**Text provided:**
--- START ---
- Created by: Coca-Cola
- Based on: Coke Studio Pakistan

Production
- Running time: 45 minutes

Original release
- Network: Middle East Broadcasting Center
- Release: 11 April 2012 – 31 October 2014

= Coke Studio Bel 3arabi =

Coke Studio Bel 3arabi (Coke Studio بالعربي) is a music television programme in the Middle East and North Africa featuring performances by various Arabic and international music artists. It is inspired by the Pakistani show of the same name.

It is a program that brings together established Arab and international artists to collaborate and record an original fusion song meshing two or more unique genres of music.

==Season 1 (2012)==

===Scheduled episode line-up===
- Episode 1
  - Episode Airing Date: 11 April 2012
  - Episode Theme: Oriental Music - Pop meets Flamenco music
  - Artists Profile: Nancy Ajram, an Arab pop music icon meets José Gálvez who comes from a pure Gypsy Spanish tradition.
- Episode 2
  - Episode Airing Date: 18 April 2012
  - Episode Theme: Oriental Tarab music meets Yugoslavian Gypsy Music
  - Artists Profile: Syrian artist, Rouwaida Attieh and Bilal who hails from the "Nawar" Gypsy clan in Lebanon are paired with The Yugoslavian Gypsy Brass Band from the Balkan.
--- END ---
**Instruction A:** Return the entries below as a JSON list of strings, one string per line with blank lines left out, covering the lines from the start of the entries through the line containing "top-left (98, 103), bottom-right (130, 132)", inclusive.

**Task data:**
--- START ---
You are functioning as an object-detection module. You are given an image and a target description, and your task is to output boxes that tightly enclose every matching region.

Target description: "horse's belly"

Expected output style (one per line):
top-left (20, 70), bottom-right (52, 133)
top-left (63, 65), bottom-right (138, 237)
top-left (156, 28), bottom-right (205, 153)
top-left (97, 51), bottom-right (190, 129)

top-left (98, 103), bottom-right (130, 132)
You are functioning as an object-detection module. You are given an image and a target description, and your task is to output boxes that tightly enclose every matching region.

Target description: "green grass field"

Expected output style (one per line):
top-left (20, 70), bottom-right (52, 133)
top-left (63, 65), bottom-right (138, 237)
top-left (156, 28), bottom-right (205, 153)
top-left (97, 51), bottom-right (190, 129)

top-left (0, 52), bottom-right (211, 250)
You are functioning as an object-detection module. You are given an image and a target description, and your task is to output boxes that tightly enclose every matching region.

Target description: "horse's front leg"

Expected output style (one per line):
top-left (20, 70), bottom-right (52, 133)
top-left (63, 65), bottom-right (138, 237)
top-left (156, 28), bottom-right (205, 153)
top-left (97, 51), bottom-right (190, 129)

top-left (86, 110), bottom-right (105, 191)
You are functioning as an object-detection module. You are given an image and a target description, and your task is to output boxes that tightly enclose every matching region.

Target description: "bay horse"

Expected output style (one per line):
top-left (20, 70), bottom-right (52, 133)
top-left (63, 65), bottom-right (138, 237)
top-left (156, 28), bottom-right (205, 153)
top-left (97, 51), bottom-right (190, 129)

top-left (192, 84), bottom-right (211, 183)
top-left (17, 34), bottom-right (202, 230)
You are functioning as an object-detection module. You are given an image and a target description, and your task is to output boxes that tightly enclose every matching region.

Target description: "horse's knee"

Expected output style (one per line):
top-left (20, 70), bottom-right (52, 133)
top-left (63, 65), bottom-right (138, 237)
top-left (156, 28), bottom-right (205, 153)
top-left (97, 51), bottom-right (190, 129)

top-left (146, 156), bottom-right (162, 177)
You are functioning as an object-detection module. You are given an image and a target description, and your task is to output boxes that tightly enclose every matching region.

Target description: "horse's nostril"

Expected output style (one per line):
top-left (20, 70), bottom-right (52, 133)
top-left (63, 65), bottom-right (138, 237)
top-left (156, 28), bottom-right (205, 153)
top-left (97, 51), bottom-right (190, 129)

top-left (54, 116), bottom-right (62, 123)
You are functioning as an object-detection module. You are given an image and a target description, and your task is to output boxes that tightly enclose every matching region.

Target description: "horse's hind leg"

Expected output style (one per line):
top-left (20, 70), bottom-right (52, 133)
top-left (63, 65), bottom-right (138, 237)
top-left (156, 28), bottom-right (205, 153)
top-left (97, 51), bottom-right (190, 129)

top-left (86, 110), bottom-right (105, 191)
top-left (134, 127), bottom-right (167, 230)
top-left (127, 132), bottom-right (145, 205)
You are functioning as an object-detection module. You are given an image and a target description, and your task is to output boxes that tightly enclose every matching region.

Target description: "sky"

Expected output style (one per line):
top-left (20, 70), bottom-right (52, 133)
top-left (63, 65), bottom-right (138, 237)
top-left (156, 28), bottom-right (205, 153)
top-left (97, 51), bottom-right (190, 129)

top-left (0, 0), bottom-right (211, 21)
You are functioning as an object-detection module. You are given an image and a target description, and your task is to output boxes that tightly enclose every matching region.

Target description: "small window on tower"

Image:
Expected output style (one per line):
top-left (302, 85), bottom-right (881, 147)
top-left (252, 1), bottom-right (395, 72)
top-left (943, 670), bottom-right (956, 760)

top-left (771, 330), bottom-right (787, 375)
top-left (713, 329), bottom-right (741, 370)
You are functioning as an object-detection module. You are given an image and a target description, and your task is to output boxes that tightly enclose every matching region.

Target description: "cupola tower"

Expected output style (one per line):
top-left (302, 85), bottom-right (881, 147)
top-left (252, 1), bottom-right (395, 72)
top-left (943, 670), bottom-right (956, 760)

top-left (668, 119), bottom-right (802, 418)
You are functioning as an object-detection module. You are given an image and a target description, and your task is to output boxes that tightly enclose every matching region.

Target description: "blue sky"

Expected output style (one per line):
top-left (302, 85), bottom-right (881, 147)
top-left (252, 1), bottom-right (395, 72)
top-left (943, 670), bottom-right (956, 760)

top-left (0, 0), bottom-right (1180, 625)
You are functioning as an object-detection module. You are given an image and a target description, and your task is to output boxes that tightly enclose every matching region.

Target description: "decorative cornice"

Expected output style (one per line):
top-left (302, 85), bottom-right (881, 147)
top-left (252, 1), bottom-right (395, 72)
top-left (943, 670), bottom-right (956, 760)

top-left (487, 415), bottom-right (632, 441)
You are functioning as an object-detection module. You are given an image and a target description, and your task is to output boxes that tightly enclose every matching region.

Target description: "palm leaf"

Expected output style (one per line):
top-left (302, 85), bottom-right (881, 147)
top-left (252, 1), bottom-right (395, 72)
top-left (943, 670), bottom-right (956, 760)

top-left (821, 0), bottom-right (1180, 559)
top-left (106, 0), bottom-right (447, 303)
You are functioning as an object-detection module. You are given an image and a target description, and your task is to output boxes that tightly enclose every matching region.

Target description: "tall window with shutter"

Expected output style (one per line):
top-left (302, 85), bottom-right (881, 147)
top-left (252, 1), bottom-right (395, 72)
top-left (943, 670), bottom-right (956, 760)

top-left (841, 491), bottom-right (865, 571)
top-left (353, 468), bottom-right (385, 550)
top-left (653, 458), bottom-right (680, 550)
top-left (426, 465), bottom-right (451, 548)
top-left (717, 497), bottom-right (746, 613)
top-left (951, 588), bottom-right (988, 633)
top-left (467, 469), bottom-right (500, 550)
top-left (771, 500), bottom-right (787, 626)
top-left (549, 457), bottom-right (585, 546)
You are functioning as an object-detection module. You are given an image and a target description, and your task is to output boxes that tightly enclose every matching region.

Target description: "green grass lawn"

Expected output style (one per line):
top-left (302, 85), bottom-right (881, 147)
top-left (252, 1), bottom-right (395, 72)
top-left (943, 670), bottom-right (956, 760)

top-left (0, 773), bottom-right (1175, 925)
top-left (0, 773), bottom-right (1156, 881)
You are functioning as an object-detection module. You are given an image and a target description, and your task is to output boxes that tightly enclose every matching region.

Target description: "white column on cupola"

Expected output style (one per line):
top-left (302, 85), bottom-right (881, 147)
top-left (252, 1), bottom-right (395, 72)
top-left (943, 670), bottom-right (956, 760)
--- END ---
**Instruction B:** Carry the text on Coke Studio Bel 3arabi forward from its last line.

**Exercise output A:**
[
  "You are functioning as an object-detection module. You are given an image and a target description, and your task is to output boxes that tightly enclose every matching region.",
  "Target description: \"horse's belly\"",
  "Expected output style (one per line):",
  "top-left (20, 70), bottom-right (52, 133)",
  "top-left (63, 65), bottom-right (138, 237)",
  "top-left (156, 28), bottom-right (205, 153)",
  "top-left (97, 51), bottom-right (190, 129)",
  "top-left (98, 103), bottom-right (130, 132)"
]

**Exercise output B:**
- Episode 3
  - Episode Airing Date: 25 April 2012
  - Episode Theme: Oriental music meets Opera
  - Artists Profile: Yara with her soulful and soft vocals meets Tino Favazza, a Sicilian tenor. They come together to create a fusion where the Oriental music meets Opera.
- Episode 4
  - Episode Airing Date: 2 May 2012
  - Episode Theme: Oriental music meets House music
  - Artists Profile: Jannat from Morocco with her tender voice along with The Chehade Brothers (Farid and Rami Chehade) with their traditional music meet the avant-garde DJ Jerry Ropero. The three artists meet to create a fusion of Oriental and House music to "Niyal Albou".
- Episode 5
  - Episode Airing Date: 9 May 2012
  - Episode Theme: Oriental Music meets Hip Hop music
  - Artists Profile: Mohamed Hamaki a star of the Arabic music meets Jay Sean the international hip hop artist with more than 8 million copies sold for his first 2 singles. The come together to create a fusion rendition of "Mustafa ya Mustafa".
- Episode 6
  - Episode Airing Date: 16 May 2012
  - Episode Theme: Oriental Music meets Reggae music
  - Artists Profile: Mohamed Mounir, the King, the most renowned Egyptian artist meets The Wailers, who along with Bob Marley defined Reggae Music. They come together to create a fusion where Egyptian music meets Reggae music.
- Episode 7
  - Episode Airing: 23 May 2012
  - Episode Theme: Oriental Music meets R&B music
  - Artists Profile: Saber Al Robai a star of the Arabic and a distinctive voice along Cairokee, the first rock band meet with Shontelle the gifted as both a writer and a singer, that carved a reputation in the Caribbean music world over the last several years. They all come together to create a fusion where the Oriental music meets R&B music.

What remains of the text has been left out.